** Opening Extracted records block **
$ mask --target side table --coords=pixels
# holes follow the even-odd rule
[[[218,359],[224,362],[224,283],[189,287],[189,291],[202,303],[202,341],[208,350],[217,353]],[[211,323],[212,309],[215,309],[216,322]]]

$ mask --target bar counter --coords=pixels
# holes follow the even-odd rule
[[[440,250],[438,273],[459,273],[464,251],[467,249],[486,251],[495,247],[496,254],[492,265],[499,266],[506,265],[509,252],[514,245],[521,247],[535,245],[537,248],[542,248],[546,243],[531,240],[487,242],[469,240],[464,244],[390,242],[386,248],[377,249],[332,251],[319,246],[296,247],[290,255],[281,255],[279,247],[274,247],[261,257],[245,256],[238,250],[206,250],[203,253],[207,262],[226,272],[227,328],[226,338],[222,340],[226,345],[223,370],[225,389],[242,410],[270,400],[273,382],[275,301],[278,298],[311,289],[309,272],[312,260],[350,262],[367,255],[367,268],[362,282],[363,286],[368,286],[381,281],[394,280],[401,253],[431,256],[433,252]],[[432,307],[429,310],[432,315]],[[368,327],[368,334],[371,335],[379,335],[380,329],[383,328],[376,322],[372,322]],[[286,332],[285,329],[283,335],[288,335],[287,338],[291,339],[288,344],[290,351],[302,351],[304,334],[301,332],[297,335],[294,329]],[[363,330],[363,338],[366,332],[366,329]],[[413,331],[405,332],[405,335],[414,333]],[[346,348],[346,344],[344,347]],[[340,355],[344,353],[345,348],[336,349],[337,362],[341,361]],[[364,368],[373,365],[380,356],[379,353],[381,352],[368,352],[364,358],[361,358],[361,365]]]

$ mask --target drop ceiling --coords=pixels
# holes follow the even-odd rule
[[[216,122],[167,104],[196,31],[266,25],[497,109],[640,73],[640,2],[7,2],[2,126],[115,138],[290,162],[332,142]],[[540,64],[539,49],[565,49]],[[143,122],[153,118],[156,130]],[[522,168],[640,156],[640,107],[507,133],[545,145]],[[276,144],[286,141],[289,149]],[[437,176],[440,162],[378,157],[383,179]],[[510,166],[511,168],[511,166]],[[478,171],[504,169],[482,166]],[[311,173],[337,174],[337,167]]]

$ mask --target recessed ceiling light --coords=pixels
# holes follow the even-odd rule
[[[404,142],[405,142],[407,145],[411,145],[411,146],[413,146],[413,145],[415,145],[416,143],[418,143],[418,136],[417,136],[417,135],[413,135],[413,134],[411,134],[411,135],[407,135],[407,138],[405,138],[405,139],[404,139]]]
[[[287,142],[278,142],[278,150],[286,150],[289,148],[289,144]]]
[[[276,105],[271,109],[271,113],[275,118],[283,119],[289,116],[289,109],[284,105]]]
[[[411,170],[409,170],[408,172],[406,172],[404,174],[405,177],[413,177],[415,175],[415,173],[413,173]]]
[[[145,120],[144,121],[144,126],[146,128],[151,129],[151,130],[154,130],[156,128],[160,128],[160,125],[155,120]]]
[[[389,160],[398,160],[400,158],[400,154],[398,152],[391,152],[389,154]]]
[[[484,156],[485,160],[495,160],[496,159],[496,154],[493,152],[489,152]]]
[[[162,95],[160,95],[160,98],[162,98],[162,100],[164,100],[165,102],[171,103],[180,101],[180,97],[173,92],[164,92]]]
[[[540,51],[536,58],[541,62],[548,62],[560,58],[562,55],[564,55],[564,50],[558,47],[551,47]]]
** Closing Extracted records block **
Exercise instructions: In the entries above, count each line containing the word "target" and reply with only the count.

Exercise result: 4